Coordinate annotation entries
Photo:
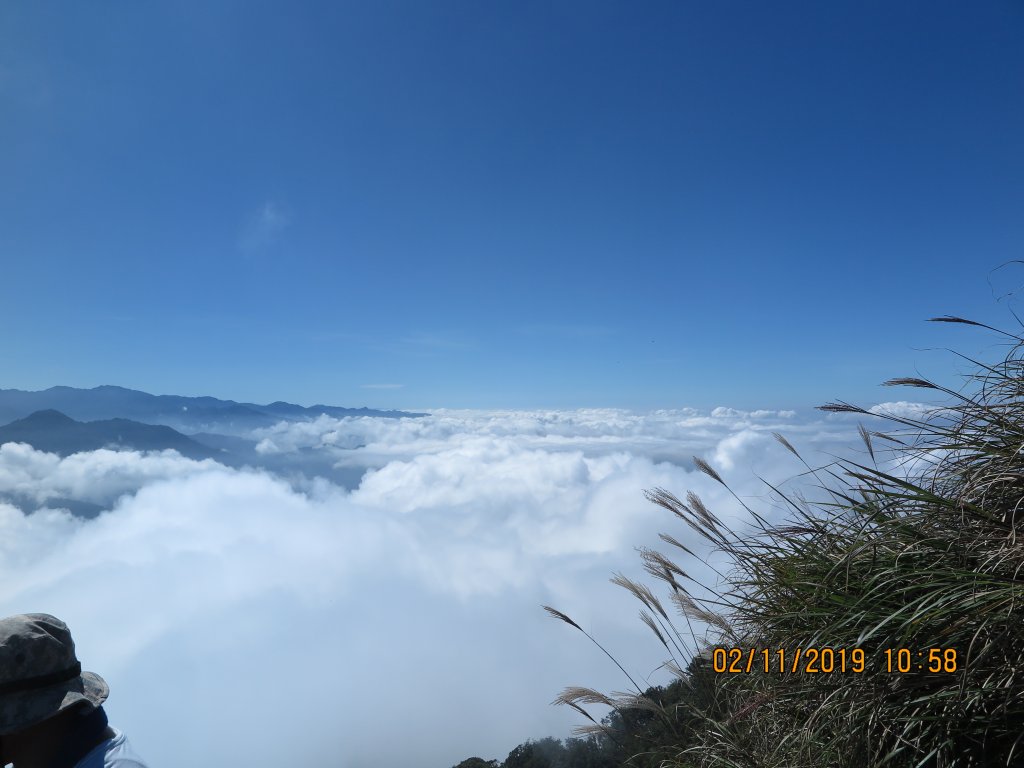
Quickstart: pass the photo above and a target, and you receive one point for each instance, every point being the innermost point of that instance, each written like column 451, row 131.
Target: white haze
column 246, row 619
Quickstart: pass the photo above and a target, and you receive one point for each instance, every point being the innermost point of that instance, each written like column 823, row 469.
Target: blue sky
column 505, row 205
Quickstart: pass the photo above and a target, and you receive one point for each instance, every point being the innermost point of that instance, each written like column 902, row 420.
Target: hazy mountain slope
column 187, row 414
column 57, row 433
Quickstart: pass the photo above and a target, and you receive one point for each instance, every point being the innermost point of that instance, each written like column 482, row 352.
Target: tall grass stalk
column 926, row 552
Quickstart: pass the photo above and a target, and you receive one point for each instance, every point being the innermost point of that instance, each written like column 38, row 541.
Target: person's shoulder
column 114, row 753
column 119, row 754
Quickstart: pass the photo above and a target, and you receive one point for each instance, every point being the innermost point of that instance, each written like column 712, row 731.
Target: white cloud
column 263, row 226
column 220, row 602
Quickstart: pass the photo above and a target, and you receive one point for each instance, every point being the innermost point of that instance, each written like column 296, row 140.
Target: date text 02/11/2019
column 825, row 660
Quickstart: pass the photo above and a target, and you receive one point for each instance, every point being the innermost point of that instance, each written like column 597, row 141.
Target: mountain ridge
column 183, row 413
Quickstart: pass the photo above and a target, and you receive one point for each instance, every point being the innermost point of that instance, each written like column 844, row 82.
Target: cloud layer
column 393, row 622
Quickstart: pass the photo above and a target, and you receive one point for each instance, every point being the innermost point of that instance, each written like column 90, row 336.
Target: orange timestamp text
column 826, row 660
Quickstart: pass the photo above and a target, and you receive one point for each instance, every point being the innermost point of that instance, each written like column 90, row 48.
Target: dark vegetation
column 920, row 545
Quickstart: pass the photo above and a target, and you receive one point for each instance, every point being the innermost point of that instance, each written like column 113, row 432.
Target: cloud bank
column 393, row 622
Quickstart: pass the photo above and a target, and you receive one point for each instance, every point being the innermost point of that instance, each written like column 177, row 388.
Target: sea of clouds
column 247, row 616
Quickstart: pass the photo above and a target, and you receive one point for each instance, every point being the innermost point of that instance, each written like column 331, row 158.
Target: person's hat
column 40, row 675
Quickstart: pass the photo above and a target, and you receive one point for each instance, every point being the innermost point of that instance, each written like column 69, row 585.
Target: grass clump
column 925, row 553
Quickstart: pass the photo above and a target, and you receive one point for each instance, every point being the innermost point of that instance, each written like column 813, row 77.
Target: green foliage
column 928, row 553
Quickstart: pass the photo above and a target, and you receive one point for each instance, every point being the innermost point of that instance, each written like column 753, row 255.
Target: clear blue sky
column 505, row 204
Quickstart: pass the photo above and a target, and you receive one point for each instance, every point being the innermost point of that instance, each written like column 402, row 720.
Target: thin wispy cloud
column 264, row 226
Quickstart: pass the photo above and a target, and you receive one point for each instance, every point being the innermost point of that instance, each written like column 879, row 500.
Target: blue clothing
column 114, row 753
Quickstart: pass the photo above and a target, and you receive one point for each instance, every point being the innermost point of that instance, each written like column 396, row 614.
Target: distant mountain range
column 66, row 420
column 57, row 433
column 184, row 414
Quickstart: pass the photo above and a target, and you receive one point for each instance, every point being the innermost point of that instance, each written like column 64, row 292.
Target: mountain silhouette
column 55, row 432
column 186, row 414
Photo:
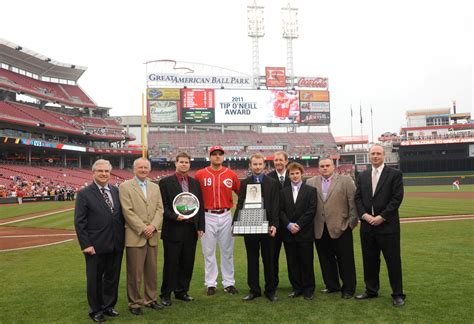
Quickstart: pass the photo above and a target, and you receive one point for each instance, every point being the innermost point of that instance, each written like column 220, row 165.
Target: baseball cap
column 216, row 148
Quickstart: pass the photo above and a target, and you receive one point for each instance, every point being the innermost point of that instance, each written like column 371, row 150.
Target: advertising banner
column 257, row 106
column 314, row 95
column 163, row 94
column 315, row 118
column 314, row 107
column 163, row 111
column 197, row 115
column 198, row 98
column 312, row 82
column 177, row 80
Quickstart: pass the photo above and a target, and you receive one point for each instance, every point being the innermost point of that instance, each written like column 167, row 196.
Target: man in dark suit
column 336, row 216
column 254, row 243
column 100, row 230
column 179, row 234
column 280, row 161
column 297, row 209
column 378, row 196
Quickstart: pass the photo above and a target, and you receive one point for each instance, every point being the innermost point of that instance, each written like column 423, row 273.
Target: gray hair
column 101, row 161
column 377, row 145
column 141, row 159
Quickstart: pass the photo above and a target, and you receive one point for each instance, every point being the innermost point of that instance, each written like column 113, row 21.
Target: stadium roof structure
column 31, row 61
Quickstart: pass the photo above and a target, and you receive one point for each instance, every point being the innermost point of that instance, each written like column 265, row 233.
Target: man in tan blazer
column 142, row 209
column 335, row 218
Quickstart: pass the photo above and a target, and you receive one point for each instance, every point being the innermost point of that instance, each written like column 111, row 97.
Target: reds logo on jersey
column 228, row 183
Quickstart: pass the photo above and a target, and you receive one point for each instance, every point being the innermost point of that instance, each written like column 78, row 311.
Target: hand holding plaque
column 186, row 204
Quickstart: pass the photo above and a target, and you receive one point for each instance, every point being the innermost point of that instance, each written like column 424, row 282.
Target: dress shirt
column 376, row 172
column 142, row 185
column 257, row 179
column 182, row 178
column 107, row 191
column 325, row 184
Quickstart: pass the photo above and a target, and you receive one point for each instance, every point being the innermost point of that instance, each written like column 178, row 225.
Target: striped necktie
column 107, row 199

**Goal of the exercise**
Return all of the items above verbatim, leaving out the pictures.

**Answer to this exercise**
Photo:
Quickstart: pass the photo above and a target, and you receive one point for each instance, every point being the innermost point of that instance, each written like column 451, row 131.
Target: white haze
column 246, row 619
Quickstart: pass the photo above and a target, and you receive one point for each instance, every point being the innermost point of that instance, each written like column 823, row 469.
Target: blue sky
column 505, row 205
Quickstart: pass the photo above and a target, and you receive one point for each instance, every point being the innermost point of that instance, each written like column 902, row 420.
Target: hazy mountain slope
column 187, row 414
column 57, row 433
Quickstart: pass the photo above and a target, and you receive one point for each instance, every point being the innermost point of that instance, each written like column 482, row 352.
Target: tall grass stalk
column 926, row 552
Quickstart: pass the photo above and a target, and you receive one point for each instance, every point being the innermost point of that instance, each written like column 38, row 541.
Target: person's shoulder
column 114, row 753
column 119, row 754
Quickstart: pass the photo above and a target, and you receive one point for each instance, every point being the innermost point of that instance, each written like column 712, row 731.
Target: white cloud
column 263, row 226
column 220, row 602
Quickstart: pass the photo above and a target, and you receive one point for each instance, every point being the innermost point of that instance, each written like column 296, row 140.
Target: date text 02/11/2019
column 825, row 660
Quickstart: pass the photo above and a target, and you receive one point for each instance, every point being the innermost point of that instance, each written like column 597, row 141.
Target: mountain ridge
column 183, row 413
Quickstart: pass the photo above and a target, and you receive one point for each instance, every point being the innermost point of that instance, each written like column 844, row 82.
Target: cloud layer
column 393, row 622
Quickstart: pass the photo above and a target, and you receive one point for each instance, every point being the innermost point of that instance, each written like column 90, row 336.
Target: orange timestamp text
column 826, row 660
Quickstart: pass the photo above and a target, and you receive one point for each instance, every point being the innermost point of that instance, each written like column 90, row 48.
Target: dark vegetation
column 920, row 545
Quickstart: pass the photo above and a target, and you receive one point for each instance, every point being the innermost point of that instance, each written like column 113, row 432.
Target: cloud bank
column 393, row 622
Quickstart: pass the photo above and a target, and you receive one point for each instance, every point being the innermost point of that instance, each written like column 177, row 388.
Target: sea of clouds
column 247, row 616
Quickstart: pass the photo above and a target, and you receive one point for each instance, every point being the innermost point of that instance, each written like column 331, row 158.
Target: person's hat
column 40, row 675
Quickstart: pass the photo above and a target, and you receive one point for each instance, every point being the innermost point of that instance, each written like column 69, row 585.
Target: grass clump
column 925, row 553
Quickstart: pass the photo above and a target, and you receive one point for each instance, every point being the innermost point of that instance, each written like column 813, row 77.
Target: green foliage
column 928, row 553
Quickstart: pass the photo above and a target, and you receive one point for each instance, every point being the innermost point of that instance, each written like column 753, row 255.
Target: clear blue sky
column 505, row 204
Quickstart: pass the photo above and a target, and you receive one point for each instance, every point being the innermost point of that instance, each written like column 402, row 720.
Target: thin wispy cloud
column 264, row 226
Quickstart: pass the photo above and a target, and you receive one point for each instance, every point being the innermost point of that instance, each written like column 879, row 500.
Target: blue clothing
column 114, row 753
Quickstart: pass the photo above and a target, and you receive one point for each instance, every point being the innermost point of that instance, each written like column 396, row 614.
Target: distant mountain range
column 66, row 420
column 57, row 433
column 184, row 414
Quickstart: pass the photo above and a target, and you receive one point for each instance, every point being the innermost point of that instance, each written like column 64, row 292.
Target: mountain silhouette
column 55, row 432
column 186, row 414
Photo:
Quickstart: pass the photo above and a target, and you receive one point for each instance, every point being the innermost point of that instance, each written like column 220, row 165.
Target: baseball cap
column 216, row 148
Quickstart: pass the photo above and a target, and you receive one point for each instance, every point being the innermost point of that instance, each written like column 371, row 150.
Target: advertising banner
column 257, row 106
column 314, row 95
column 163, row 94
column 315, row 118
column 314, row 107
column 163, row 111
column 197, row 115
column 198, row 98
column 312, row 82
column 177, row 80
Quickstart: pass the photo above and a target, and you receive one point for each instance, every point being the innermost point of that instance, each written like column 167, row 196.
Target: man in dark suit
column 336, row 216
column 254, row 243
column 100, row 230
column 179, row 234
column 280, row 161
column 297, row 209
column 378, row 196
Quickstart: pass the photo above and a target, and you receive one point for each instance, every point being the innermost point of that instance, each written like column 423, row 273.
Target: gray hair
column 101, row 161
column 377, row 145
column 141, row 159
Quickstart: pass the photo above and a target, and you receive one point for each instance, every point being the innermost point of that instance, each written like column 113, row 21.
Target: stadium roof structure
column 31, row 61
Quickstart: pass the photo above and a target, and you receive one point for each instance, every point being the innermost point of that instance, each written like column 265, row 233.
Target: man in tan blazer
column 142, row 209
column 335, row 218
Quickstart: pass the photo above and a target, and you receive one point for each instance, every point being the innermost point of that instance, each written like column 111, row 97.
Target: reds logo on jersey
column 228, row 183
Quickstart: pass the photo above and a target, and you receive one point for each instance, every point being the innermost point of that instance, each written like column 78, row 311.
Target: hand holding plaque
column 186, row 204
Quickstart: pass the photo above and a target, and you receive one point for each instance, every point being the innermost point of that instance, each written like column 424, row 282.
Target: dress shirt
column 376, row 172
column 142, row 185
column 257, row 179
column 182, row 178
column 107, row 191
column 325, row 184
Quickstart: pass the photo above and a target, and you receive one point for each instance, every point being the innermost point of that instance, each written like column 178, row 225.
Target: striped necktie
column 107, row 199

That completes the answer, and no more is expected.